## Start Supplied data

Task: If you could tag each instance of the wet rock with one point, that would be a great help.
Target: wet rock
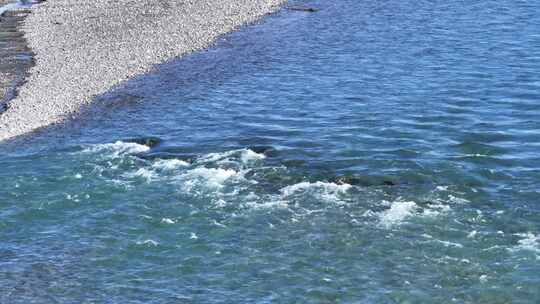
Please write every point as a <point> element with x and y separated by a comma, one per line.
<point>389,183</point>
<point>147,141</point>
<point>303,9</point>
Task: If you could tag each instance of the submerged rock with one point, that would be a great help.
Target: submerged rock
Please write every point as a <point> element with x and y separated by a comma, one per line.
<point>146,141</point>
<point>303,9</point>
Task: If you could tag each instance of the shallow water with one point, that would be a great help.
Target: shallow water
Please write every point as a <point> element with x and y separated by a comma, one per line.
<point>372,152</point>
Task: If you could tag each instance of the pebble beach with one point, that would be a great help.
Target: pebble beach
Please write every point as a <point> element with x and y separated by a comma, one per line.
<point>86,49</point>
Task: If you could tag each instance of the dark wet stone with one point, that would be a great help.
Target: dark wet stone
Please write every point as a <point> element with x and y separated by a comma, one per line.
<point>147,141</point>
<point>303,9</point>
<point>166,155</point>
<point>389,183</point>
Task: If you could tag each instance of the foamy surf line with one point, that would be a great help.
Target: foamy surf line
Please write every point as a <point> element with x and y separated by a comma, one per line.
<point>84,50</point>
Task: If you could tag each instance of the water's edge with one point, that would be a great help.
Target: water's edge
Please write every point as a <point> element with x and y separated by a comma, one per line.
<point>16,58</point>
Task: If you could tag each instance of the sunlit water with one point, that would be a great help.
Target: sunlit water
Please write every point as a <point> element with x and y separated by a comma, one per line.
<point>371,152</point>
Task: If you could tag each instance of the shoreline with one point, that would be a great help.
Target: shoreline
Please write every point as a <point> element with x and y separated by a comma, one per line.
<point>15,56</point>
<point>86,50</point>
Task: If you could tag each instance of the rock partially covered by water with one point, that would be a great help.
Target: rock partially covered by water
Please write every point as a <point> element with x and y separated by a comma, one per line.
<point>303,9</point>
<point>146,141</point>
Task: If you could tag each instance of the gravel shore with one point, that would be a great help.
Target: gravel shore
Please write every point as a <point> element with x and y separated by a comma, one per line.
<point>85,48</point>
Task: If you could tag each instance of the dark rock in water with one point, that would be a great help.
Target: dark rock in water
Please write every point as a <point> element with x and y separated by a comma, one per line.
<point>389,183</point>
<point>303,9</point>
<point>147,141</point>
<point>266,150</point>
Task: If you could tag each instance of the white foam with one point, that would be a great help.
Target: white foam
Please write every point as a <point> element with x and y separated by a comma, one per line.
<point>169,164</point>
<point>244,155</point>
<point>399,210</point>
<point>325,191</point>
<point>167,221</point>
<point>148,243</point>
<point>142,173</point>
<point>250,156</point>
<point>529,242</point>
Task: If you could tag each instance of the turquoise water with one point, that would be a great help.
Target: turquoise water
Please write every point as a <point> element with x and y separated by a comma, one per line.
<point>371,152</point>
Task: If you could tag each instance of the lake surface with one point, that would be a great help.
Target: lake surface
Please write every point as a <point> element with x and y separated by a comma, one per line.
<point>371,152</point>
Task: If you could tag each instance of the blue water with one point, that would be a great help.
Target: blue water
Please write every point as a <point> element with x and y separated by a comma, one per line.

## End Supplied data

Task to carry out:
Give every line of the rows above as a JSON list of strings, one string per line, with blank lines and the pictures left out.

Answer to the exercise:
[
  "Task: If you could tag each instance of the wet rock with one point, that would be a great help.",
  "Target: wet rock",
  "Please write every point as a <point> element with x and y separated by a comma, one per line.",
  "<point>389,183</point>",
  "<point>147,141</point>",
  "<point>303,9</point>",
  "Task: If you could tag each instance of the submerged rock with one point, that would be a great help.",
  "Target: submerged rock",
  "Please write every point as a <point> element with x and y separated by a comma, one per line.",
  "<point>146,141</point>",
  "<point>303,9</point>",
  "Task: If you could tag each instance of the shallow water with one point, that would be a great help.",
  "Target: shallow water",
  "Please write every point as a <point> element with x and y separated by a comma, one per line.",
  "<point>372,152</point>",
  "Task: If you could tag each instance of the pebble beach with one point, that would be a great help.",
  "Target: pebble beach",
  "Please write every point as a <point> element with x and y separated by a comma, one per line.",
  "<point>86,49</point>",
  "Task: If you could tag each instance of the dark wet stone with one point, that would be a great help.",
  "Target: dark wet stone",
  "Please write every point as a <point> element with x and y separated by a comma, one per line.",
  "<point>147,141</point>",
  "<point>303,9</point>",
  "<point>166,155</point>",
  "<point>389,183</point>",
  "Task: If you could tag each instance of the foamy surf line with one point, that would be a great help.",
  "Target: foamy surf line",
  "Please write every point as a <point> element with x and y separated by a comma, one per line.",
  "<point>84,50</point>",
  "Task: If you could tag each instance of the water's edge with one point, that would be a great help.",
  "Target: water's edge",
  "Please write every point as a <point> element with x and y separated by a comma, one per line.",
  "<point>16,58</point>",
  "Task: If you could tag each instance of the sunlit water with one point, that would be a great help.",
  "Target: sunlit water",
  "Please write every point as a <point> element with x and y separated by a comma, one per line.",
  "<point>371,152</point>",
  "Task: If you could tag each instance of the shoreline with one point, that would be a great help.",
  "Target: shoreline",
  "Please write every point as a <point> element with x and y separated by a comma, one per line.",
  "<point>15,56</point>",
  "<point>86,50</point>",
  "Task: If you could tag each instance of the rock partially covered by water with one point, that would be a great help.",
  "Target: rock partially covered by water",
  "Please write every point as a <point> element with x and y separated by a comma, one per line.",
  "<point>303,9</point>",
  "<point>146,141</point>",
  "Task: If you could tag each instance of the gravel shore with one point, that would be a great help.",
  "Target: gravel shore",
  "Please write every point as a <point> element with x and y separated by a comma, one per line.",
  "<point>85,48</point>",
  "Task: If you could tag each instance of the dark rock in water with one point, that would be a great help.",
  "Target: dark rock in water",
  "Please write every point as a <point> element with x and y separated by a comma, one per line.",
  "<point>389,183</point>",
  "<point>303,9</point>",
  "<point>147,141</point>",
  "<point>266,150</point>",
  "Task: If you could tag each instance of the white foam with one point, that would be a great help.",
  "Target: white foam",
  "Please write every point as a <point> element with x and y separated by a comma, one per line.",
  "<point>169,164</point>",
  "<point>244,155</point>",
  "<point>399,210</point>",
  "<point>325,191</point>",
  "<point>167,221</point>",
  "<point>148,243</point>",
  "<point>142,173</point>",
  "<point>250,156</point>",
  "<point>529,242</point>",
  "Task: If you could tag each instance of the turquoise water with one point, that would be a great help.",
  "Target: turquoise water",
  "Please write every point as a <point> element with x and y separated by a comma, one per line.",
  "<point>371,152</point>",
  "Task: If you could tag each instance of the lake surface with one point, that would be a great help.",
  "Target: lake surface",
  "Please write every point as a <point> element with x and y separated by a comma, one per line.",
  "<point>371,152</point>",
  "Task: If you could tag each instance of the blue water with one point, that would be a great help.",
  "Target: blue water",
  "Please write every point as a <point> element with x and y separated by a comma, one per line."
]